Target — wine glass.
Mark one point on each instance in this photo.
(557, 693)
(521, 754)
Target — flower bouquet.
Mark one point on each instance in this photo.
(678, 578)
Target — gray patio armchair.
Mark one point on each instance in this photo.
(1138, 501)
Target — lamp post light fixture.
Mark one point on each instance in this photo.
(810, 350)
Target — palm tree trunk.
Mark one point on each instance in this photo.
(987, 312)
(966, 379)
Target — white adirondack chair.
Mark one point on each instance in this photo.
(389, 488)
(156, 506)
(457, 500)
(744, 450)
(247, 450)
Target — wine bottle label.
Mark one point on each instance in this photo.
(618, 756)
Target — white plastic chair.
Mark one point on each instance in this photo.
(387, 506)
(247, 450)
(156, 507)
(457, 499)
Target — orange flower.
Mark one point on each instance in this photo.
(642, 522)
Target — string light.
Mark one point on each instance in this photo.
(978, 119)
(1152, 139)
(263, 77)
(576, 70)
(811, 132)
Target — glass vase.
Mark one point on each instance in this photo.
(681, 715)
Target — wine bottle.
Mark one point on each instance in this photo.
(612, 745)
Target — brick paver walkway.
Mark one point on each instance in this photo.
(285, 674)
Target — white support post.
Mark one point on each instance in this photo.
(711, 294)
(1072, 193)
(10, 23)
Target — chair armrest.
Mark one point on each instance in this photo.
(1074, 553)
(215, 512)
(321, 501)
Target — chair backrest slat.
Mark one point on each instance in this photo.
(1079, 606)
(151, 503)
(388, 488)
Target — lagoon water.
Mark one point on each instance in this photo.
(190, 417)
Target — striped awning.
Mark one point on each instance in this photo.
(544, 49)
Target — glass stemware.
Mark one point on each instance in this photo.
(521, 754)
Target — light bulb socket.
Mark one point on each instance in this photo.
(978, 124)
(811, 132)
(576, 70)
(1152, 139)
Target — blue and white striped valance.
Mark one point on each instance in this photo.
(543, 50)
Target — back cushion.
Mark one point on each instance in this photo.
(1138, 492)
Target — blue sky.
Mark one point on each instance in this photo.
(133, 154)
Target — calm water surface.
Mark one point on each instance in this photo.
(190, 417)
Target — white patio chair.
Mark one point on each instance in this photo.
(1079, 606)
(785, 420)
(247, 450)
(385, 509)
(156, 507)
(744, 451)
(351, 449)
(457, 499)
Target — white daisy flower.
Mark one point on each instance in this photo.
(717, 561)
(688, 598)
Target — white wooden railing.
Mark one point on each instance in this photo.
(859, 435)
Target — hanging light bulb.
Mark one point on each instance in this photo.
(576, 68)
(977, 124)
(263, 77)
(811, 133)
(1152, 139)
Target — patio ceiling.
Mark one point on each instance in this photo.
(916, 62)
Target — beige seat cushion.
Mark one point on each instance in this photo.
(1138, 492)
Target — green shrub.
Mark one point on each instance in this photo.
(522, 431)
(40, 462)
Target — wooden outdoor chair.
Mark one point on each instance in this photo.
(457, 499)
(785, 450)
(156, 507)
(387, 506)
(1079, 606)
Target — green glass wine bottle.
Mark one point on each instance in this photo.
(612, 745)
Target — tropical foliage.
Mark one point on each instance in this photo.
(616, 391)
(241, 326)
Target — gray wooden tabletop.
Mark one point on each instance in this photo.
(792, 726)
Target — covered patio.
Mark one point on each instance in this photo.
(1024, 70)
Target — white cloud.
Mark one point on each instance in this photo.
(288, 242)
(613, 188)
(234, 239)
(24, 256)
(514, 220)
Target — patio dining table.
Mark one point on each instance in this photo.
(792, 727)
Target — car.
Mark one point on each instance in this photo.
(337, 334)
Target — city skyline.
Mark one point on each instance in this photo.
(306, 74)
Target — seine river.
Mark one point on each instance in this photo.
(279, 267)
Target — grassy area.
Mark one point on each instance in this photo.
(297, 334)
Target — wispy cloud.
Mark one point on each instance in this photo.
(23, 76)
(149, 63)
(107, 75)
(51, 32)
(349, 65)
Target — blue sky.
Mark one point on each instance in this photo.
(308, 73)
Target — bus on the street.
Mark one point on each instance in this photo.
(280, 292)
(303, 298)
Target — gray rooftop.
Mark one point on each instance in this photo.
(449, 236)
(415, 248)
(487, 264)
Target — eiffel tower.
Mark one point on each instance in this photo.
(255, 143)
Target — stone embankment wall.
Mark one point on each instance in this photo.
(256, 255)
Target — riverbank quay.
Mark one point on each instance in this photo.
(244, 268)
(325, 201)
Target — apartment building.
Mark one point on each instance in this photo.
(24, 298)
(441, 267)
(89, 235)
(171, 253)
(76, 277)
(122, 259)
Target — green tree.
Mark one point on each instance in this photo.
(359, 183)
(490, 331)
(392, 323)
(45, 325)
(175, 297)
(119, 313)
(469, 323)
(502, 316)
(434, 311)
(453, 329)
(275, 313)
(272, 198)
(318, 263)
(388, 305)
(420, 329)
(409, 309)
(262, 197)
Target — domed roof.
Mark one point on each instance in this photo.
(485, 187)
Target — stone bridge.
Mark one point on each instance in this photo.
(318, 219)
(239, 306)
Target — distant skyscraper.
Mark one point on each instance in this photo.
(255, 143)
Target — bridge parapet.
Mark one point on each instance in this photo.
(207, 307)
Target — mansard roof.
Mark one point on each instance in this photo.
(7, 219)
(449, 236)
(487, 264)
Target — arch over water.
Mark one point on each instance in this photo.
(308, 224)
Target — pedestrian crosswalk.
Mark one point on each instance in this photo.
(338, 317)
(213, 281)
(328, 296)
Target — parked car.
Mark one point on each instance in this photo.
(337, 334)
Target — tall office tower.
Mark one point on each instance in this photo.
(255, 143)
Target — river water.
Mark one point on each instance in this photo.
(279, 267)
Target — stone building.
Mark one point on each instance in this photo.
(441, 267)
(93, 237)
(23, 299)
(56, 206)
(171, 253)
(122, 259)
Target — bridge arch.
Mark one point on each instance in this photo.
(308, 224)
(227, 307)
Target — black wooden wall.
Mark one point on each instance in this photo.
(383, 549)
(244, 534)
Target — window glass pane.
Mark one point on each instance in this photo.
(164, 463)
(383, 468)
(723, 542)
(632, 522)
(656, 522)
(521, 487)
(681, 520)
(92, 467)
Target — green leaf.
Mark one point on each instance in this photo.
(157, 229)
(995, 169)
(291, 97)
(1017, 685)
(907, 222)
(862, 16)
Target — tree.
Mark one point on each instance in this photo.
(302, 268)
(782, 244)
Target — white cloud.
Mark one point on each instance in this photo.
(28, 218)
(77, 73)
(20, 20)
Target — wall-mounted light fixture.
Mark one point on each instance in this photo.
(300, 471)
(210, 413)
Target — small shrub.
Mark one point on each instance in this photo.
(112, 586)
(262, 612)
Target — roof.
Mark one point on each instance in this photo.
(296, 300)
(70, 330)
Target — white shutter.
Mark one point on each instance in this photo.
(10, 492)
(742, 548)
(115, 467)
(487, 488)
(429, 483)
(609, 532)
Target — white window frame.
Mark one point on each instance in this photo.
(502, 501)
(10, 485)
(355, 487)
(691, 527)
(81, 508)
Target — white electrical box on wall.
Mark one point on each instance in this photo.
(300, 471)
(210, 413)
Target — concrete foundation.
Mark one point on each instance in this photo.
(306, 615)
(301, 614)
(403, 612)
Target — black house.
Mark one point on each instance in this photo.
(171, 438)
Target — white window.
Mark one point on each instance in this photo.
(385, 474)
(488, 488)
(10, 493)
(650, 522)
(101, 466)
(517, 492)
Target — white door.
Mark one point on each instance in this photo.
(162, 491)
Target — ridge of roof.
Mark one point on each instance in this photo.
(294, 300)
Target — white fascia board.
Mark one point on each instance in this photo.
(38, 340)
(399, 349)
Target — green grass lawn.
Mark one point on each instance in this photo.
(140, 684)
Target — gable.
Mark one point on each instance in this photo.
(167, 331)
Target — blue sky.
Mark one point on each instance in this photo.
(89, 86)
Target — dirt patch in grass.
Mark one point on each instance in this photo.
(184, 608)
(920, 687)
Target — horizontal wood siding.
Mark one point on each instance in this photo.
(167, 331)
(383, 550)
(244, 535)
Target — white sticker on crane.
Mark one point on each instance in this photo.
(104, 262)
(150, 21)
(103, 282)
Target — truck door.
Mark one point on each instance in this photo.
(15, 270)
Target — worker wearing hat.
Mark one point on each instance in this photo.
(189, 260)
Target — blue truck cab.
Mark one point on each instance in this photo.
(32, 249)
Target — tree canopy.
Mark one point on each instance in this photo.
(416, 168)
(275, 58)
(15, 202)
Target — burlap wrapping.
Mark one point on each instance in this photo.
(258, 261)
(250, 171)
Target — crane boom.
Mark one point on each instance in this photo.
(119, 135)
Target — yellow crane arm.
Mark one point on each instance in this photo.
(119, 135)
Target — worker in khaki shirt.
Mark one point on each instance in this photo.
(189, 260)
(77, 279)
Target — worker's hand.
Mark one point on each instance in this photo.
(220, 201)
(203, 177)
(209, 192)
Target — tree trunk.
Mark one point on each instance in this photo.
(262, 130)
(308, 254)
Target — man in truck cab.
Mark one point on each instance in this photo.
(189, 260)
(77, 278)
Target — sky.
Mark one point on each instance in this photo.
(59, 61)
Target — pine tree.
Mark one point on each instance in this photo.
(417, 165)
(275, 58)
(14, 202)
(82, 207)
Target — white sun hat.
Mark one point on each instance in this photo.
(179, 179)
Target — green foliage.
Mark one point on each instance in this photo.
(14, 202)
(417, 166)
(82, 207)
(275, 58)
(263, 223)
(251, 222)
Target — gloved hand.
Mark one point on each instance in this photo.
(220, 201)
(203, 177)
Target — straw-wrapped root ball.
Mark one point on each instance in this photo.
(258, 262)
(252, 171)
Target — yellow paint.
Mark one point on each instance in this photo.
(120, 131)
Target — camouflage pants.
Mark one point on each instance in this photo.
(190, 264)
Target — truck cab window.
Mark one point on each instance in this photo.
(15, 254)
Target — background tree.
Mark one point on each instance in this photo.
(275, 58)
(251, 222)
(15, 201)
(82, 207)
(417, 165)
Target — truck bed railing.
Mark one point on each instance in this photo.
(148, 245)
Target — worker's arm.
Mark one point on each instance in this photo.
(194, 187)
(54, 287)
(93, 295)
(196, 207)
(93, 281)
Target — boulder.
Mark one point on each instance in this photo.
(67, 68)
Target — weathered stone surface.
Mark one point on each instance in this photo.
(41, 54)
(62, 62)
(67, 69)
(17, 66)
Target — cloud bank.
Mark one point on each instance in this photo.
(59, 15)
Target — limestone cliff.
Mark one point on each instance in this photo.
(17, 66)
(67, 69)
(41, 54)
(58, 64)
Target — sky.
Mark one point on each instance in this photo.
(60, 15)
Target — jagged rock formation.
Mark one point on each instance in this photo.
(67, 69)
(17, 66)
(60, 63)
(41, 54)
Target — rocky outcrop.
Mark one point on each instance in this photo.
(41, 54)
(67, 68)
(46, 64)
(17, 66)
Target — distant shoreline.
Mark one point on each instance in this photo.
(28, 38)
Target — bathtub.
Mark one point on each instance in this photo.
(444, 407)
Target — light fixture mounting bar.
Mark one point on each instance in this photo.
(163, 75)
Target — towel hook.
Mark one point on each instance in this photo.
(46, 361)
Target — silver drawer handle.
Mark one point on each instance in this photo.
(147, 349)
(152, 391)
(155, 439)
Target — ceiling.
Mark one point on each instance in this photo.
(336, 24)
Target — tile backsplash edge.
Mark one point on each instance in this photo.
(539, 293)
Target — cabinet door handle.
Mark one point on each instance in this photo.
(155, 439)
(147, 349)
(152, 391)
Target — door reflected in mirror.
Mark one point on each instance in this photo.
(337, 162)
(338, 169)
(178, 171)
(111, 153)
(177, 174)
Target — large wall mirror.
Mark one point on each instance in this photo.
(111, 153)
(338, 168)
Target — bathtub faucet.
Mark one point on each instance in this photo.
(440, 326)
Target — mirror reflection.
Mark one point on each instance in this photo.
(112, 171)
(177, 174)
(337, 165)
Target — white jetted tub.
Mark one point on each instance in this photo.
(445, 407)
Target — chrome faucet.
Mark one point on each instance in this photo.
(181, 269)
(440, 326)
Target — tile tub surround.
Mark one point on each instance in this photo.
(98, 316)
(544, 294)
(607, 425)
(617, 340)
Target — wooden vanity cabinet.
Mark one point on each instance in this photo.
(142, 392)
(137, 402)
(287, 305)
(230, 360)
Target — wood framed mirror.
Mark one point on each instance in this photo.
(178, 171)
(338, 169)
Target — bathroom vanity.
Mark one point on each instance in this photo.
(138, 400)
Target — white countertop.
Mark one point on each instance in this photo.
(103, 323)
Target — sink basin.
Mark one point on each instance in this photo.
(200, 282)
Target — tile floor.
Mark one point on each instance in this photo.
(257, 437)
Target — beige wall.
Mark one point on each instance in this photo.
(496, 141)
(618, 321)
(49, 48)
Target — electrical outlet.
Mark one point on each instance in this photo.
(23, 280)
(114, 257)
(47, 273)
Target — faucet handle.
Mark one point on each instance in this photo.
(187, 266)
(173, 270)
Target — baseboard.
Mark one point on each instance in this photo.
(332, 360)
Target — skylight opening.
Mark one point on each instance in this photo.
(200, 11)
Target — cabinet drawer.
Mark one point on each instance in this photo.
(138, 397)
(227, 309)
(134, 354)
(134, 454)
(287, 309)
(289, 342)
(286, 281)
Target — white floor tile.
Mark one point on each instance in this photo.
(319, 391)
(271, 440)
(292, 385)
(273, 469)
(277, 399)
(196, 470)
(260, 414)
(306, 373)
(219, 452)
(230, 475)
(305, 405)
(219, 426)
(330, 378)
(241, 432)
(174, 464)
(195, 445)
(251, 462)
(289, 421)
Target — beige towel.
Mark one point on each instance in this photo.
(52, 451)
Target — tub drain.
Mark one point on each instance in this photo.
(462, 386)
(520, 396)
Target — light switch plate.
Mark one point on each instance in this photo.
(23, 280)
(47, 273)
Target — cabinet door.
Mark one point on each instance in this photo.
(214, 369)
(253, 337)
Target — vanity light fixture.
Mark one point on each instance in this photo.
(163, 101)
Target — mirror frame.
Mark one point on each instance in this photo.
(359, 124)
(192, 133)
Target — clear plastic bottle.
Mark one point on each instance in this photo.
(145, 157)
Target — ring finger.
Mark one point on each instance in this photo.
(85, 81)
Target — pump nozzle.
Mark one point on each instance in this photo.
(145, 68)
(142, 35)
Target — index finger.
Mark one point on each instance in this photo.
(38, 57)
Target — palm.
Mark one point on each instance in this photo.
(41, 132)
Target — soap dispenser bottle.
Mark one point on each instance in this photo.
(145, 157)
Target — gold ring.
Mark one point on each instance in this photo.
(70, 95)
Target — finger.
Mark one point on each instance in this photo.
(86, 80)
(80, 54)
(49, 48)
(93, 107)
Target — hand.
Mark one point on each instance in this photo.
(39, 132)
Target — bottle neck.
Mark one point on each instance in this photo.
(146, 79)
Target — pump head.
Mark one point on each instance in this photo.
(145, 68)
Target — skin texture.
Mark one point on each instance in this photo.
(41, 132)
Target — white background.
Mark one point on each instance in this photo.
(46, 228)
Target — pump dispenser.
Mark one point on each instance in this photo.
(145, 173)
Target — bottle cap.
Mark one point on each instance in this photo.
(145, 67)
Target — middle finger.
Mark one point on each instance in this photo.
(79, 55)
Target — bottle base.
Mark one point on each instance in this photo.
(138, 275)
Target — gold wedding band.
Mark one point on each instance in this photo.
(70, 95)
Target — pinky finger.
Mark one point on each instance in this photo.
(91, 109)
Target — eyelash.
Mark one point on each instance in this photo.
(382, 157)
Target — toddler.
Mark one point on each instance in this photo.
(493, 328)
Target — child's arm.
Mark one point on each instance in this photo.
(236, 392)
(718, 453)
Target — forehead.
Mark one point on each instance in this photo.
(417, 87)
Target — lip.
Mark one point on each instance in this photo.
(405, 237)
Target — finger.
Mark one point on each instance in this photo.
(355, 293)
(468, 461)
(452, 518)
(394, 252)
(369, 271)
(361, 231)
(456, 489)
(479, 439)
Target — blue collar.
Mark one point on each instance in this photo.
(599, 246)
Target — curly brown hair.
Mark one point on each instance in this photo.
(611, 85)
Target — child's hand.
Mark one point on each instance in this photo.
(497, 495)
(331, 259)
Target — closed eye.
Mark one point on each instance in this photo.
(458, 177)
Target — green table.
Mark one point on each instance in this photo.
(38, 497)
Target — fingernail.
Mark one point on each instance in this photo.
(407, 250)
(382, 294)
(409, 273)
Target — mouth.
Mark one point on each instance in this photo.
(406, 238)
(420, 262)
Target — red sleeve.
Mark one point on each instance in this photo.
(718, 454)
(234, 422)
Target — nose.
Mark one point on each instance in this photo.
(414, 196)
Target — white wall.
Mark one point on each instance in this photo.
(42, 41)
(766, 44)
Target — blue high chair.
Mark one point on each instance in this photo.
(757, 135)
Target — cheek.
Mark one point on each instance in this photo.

*Brief:*
Please give again the lines above between the line holding "Target — car." and the line holding "Target — bus on the street.", inclusive, exactly as they are and with nothing added.

*Response area:*
Target — car.
Mark one point on each instance in this photo.
(337, 334)
Target — city skyline.
Mark one point on each instance in this photo.
(306, 74)
Target — seine river.
Mark one point on each instance in this photo.
(279, 267)
Target — grassy area.
Mark one point on each instance in this photo.
(297, 334)
Target — wispy cloud.
Mark one point on each instance in this photo.
(23, 76)
(149, 63)
(107, 75)
(51, 32)
(349, 65)
Target — blue sky.
Mark one point on each instance in this photo.
(308, 73)
Target — bus on the street.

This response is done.